> **Document passage**:
════════

7. The drill bit stabilizing system of claim 6 , wherein the fluid displacement system comprises a displacement cylinder in fluid communication with the spring chamber, and a moveable sealing member within the displacement cylinder which is moveable in response to changes in fluid volume within the spring chamber.
8-12. (canceled)
13. The drill bit stabilizing system of claim 6 , wherein the fluid displacement system comprises a moveable sealing member, wherein the movable sealing member is configured to act on the incompressible fluid retained in the spring chamber, and wherein the movable sealing member is configured to be exposed to a region external to the body member to equalize pressure between the region external to the body member and the incompressible fluid retained in the spring chamber.
14. The drill bit stabilizing system of claim 13 , wherein the moveable sealing member comprises a piston.
15. The drill bit stabilizing system of claim 14 , wherein the piston is configured to be disposed within at least a portion of a bore adjacent the spring chamber.
16. The drill bit stabilizing system of claim 13 , wherein the moveable sealing member comprises a sealed diaphragm.

════════

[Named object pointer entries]

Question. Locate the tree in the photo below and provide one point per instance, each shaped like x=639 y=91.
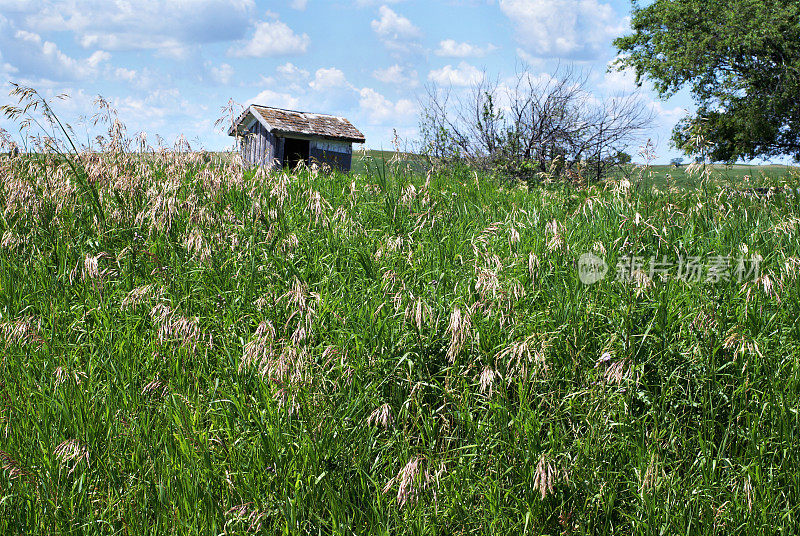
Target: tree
x=741 y=61
x=534 y=124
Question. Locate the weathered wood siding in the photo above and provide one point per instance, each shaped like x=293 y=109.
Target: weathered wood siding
x=259 y=146
x=337 y=154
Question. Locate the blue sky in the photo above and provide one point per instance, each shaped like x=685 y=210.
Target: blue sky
x=169 y=66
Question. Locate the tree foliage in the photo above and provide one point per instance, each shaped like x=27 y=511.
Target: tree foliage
x=533 y=125
x=741 y=61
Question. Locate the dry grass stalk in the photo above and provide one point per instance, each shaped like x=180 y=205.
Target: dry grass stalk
x=459 y=329
x=544 y=477
x=12 y=467
x=71 y=452
x=382 y=415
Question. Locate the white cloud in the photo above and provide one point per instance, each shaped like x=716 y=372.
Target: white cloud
x=379 y=109
x=221 y=74
x=291 y=71
x=575 y=29
x=452 y=49
x=463 y=75
x=331 y=78
x=30 y=55
x=276 y=99
x=170 y=27
x=396 y=31
x=272 y=38
x=128 y=75
x=396 y=74
x=369 y=3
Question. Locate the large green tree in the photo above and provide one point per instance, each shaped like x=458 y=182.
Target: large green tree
x=739 y=58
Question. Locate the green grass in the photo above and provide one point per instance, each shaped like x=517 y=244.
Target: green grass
x=201 y=353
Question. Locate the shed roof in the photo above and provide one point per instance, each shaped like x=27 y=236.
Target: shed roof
x=287 y=122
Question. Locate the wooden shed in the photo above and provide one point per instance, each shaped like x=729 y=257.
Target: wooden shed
x=276 y=137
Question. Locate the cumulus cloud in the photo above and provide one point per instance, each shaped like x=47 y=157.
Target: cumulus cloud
x=170 y=27
x=272 y=38
x=221 y=74
x=462 y=75
x=290 y=71
x=379 y=109
x=397 y=74
x=450 y=48
x=396 y=31
x=31 y=55
x=331 y=78
x=277 y=99
x=576 y=29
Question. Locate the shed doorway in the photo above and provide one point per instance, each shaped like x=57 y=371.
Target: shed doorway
x=295 y=151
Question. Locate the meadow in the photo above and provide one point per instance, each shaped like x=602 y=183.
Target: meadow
x=197 y=347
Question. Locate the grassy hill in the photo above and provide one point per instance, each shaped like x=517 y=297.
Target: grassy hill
x=196 y=348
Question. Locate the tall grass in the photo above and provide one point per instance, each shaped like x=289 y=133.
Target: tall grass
x=230 y=351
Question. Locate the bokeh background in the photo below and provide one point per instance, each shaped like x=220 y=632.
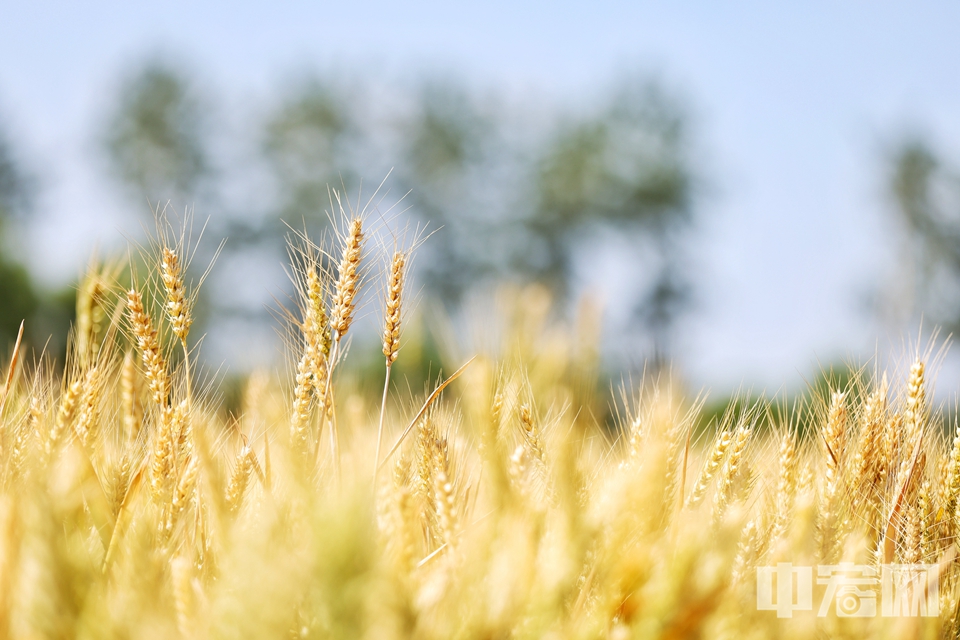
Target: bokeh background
x=750 y=191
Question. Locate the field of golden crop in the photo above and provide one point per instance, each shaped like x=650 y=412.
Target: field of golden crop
x=494 y=505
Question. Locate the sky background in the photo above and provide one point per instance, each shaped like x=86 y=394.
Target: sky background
x=793 y=107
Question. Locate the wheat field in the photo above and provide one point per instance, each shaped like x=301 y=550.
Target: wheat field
x=496 y=504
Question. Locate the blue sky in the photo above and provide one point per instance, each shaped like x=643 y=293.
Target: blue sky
x=793 y=103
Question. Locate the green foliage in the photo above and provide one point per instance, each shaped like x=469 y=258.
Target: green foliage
x=156 y=137
x=305 y=143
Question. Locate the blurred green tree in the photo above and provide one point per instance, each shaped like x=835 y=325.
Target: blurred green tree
x=448 y=145
x=628 y=168
x=925 y=193
x=306 y=142
x=156 y=137
x=20 y=300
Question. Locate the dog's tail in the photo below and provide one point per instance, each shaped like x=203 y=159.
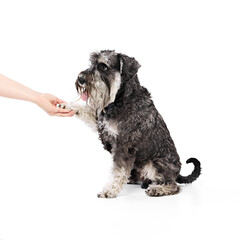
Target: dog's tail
x=195 y=173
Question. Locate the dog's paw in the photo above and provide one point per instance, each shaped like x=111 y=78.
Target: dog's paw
x=70 y=107
x=63 y=106
x=107 y=194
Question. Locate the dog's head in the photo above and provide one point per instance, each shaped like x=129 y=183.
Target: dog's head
x=100 y=83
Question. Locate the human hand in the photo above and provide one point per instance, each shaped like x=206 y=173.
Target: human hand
x=48 y=103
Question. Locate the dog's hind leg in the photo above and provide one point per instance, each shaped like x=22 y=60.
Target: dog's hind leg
x=162 y=174
x=122 y=167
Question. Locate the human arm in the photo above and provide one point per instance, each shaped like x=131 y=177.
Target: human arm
x=12 y=89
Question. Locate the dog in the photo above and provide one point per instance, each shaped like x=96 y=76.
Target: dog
x=129 y=126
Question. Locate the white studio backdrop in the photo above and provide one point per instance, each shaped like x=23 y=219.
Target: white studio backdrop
x=51 y=169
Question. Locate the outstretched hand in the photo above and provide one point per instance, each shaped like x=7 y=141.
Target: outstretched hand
x=48 y=103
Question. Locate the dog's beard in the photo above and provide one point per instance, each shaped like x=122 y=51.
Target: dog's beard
x=97 y=94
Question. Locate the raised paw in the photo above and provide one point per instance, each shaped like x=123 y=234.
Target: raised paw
x=70 y=107
x=107 y=194
x=62 y=105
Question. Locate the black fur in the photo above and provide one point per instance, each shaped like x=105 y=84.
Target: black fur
x=142 y=136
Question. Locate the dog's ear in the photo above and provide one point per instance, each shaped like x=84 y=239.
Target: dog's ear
x=128 y=66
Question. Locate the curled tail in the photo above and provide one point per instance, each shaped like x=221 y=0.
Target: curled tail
x=194 y=175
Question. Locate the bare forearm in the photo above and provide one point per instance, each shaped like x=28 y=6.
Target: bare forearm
x=12 y=89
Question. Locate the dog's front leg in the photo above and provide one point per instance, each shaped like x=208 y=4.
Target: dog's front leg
x=84 y=112
x=121 y=172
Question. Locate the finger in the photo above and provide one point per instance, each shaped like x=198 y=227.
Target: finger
x=58 y=100
x=70 y=114
x=61 y=110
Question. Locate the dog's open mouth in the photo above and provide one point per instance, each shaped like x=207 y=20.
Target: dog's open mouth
x=84 y=93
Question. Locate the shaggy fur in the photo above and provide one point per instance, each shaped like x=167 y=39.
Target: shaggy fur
x=129 y=126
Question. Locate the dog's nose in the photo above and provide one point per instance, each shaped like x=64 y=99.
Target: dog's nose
x=81 y=80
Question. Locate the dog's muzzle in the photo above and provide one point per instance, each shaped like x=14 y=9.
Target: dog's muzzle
x=81 y=87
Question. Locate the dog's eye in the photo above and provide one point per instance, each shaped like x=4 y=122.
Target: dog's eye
x=102 y=67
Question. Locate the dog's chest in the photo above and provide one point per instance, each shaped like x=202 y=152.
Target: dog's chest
x=108 y=127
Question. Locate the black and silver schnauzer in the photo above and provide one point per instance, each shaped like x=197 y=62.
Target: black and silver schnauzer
x=129 y=126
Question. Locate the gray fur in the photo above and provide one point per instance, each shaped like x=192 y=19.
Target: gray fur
x=129 y=126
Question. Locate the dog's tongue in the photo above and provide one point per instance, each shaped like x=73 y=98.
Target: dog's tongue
x=84 y=96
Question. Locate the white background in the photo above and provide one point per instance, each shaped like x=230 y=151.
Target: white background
x=51 y=169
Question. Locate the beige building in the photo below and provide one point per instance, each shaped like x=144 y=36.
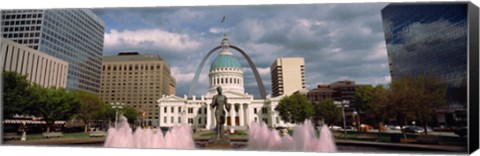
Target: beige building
x=137 y=81
x=39 y=67
x=288 y=75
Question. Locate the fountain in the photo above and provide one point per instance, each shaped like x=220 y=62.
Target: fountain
x=178 y=137
x=260 y=138
x=303 y=139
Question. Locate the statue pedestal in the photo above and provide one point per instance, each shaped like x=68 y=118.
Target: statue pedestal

════════

> **Job 1**: In the drill bit claims, what does claim 16 say the moveable sealing member comprises?
> **Job 2**: Translate this sentence from the drill bit claims into Spanish: "The drill bit stabilizing system of claim 13 , wherein the moveable sealing member comprises a piston."
> **Job 3**: Please write out the passage of the drill bit claims that begins at the words "13. The drill" and stops after "a sealed diaphragm.".

> **Correct response 1**: A sealed diaphragm.

> **Correct response 2**: El sistema de estabilización de la broca de perforación de la reivindicación 13, en el que el elemento de sellado móvil comprende un pistón.

> **Correct response 3**:
13. The drill bit stabilizing system of claim 6 , wherein the fluid displacement system comprises a moveable sealing member, wherein the movable sealing member is configured to act on the incompressible fluid retained in the spring chamber, and wherein the movable sealing member is configured to be exposed to a region external to the body member to equalize pressure between the region external to the body member and the incompressible fluid retained in the spring chamber.
14. The drill bit stabilizing system of claim 13 , wherein the moveable sealing member comprises a piston.
15. The drill bit stabilizing system of claim 14 , wherein the piston is configured to be disposed within at least a portion of a bore adjacent the spring chamber.
16. The drill bit stabilizing system of claim 13 , wherein the moveable sealing member comprises a sealed diaphragm.